-------- Input material --------

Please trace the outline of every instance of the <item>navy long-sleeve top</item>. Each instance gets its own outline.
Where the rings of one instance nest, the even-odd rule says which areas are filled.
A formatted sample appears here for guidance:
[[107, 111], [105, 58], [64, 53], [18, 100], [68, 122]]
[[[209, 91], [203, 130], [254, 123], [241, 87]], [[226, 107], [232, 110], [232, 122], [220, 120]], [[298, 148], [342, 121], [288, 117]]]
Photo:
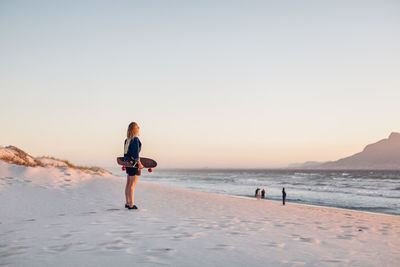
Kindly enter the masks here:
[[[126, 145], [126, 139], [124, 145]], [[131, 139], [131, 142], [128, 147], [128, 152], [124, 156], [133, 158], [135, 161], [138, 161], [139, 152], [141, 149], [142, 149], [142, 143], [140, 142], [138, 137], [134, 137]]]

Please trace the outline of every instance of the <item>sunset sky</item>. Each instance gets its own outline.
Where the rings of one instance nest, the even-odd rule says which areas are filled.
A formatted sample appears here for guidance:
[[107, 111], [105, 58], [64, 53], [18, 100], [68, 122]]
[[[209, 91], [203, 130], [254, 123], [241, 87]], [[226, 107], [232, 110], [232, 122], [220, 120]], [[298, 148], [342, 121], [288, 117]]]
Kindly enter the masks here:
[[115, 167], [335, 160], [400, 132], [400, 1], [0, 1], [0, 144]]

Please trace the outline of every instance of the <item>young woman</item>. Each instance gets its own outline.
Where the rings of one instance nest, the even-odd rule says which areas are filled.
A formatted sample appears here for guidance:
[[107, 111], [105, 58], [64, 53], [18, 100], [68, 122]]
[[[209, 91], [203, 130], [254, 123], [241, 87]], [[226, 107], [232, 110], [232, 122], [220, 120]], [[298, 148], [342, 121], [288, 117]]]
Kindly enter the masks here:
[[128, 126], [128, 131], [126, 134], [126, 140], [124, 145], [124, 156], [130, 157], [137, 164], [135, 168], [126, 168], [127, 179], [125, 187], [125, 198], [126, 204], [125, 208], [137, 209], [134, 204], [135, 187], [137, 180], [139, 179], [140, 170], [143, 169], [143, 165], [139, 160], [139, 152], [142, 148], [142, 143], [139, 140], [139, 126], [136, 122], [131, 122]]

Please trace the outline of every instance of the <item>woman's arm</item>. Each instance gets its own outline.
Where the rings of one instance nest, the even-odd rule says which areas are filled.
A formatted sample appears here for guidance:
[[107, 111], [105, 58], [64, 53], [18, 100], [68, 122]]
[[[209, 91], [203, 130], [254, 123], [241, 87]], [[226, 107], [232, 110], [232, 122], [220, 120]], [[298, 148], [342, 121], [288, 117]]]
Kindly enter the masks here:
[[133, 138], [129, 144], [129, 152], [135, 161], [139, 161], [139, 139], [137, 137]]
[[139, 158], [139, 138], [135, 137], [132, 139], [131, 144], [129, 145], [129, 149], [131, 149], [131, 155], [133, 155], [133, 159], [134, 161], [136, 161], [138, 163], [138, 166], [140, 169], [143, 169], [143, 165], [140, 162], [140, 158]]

--------

→ Your task:
None of the images should be copied, but every entry must be given again exactly.

→ Answer section:
Please trace the outline of every instance of the <item>navy long-sleeve top</item>. Each instance gets its own outline.
Where the rings of one instance nest, the even-odd rule says which areas are filled.
A formatted sample appears here for guidance:
[[107, 111], [105, 58], [64, 53], [18, 100], [68, 122]]
[[[209, 91], [203, 130], [254, 123], [241, 87]], [[226, 107], [232, 110], [232, 122], [220, 120]], [[298, 148], [342, 121], [288, 117]]]
Photo:
Kindly enter the masks here:
[[[126, 145], [126, 139], [124, 145]], [[131, 139], [131, 142], [128, 147], [128, 152], [124, 156], [133, 158], [135, 161], [138, 161], [139, 152], [141, 149], [142, 149], [142, 143], [140, 142], [138, 137], [134, 137]]]

Please trace the outline of every instance of the <item>sunset sky</item>. Each instance gets its own outline.
Where the rings of one instance nest, the even-odd rule says which areas are filled.
A formatted sample appears here for guidance:
[[107, 111], [105, 58], [64, 53], [18, 100], [68, 122]]
[[[209, 91], [203, 130], [254, 123], [241, 87]], [[226, 107], [232, 110], [232, 122], [220, 120]], [[298, 148], [342, 121], [288, 117]]]
Kindly enter the masks here:
[[115, 167], [335, 160], [400, 132], [400, 1], [0, 1], [0, 144]]

Please trace the outline of every instance of the <item>young woman</item>. Each instance gets its own outline.
Where the rings of one instance nest, the even-odd rule says which areas are filled.
A formatted sample appears here for guidance:
[[107, 111], [105, 58], [64, 53], [18, 100], [68, 122]]
[[[209, 91], [203, 130], [254, 123], [241, 87]], [[226, 107], [232, 110], [232, 122], [220, 120]], [[298, 148], [342, 121], [288, 117]]]
Kindly enter the masks here:
[[128, 126], [128, 131], [126, 134], [126, 140], [124, 145], [124, 156], [130, 157], [137, 164], [135, 168], [126, 168], [127, 179], [125, 187], [125, 198], [126, 204], [125, 208], [137, 209], [134, 204], [135, 187], [137, 180], [139, 179], [140, 170], [143, 169], [143, 165], [139, 160], [139, 152], [142, 148], [142, 143], [139, 140], [139, 126], [136, 122], [131, 122]]

Please trace the outline of every instance of the <item>woman's arm</item>. Each instance gets its own outline.
Where the rings of one instance nest, the even-odd rule says which areas are filled.
A formatted sample appears here for guidance:
[[107, 111], [105, 58], [64, 53], [18, 100], [68, 122]]
[[[209, 91], [203, 130], [254, 123], [241, 87]], [[226, 107], [232, 110], [232, 122], [220, 120]], [[298, 148], [342, 121], [288, 117]]]
Kindly enter the masks here:
[[133, 138], [129, 144], [129, 152], [135, 161], [139, 161], [139, 139], [137, 137]]
[[139, 158], [139, 138], [135, 137], [132, 139], [131, 144], [129, 145], [129, 149], [131, 149], [131, 155], [133, 155], [133, 159], [134, 161], [136, 161], [138, 163], [138, 166], [140, 169], [143, 169], [143, 165], [140, 162], [140, 158]]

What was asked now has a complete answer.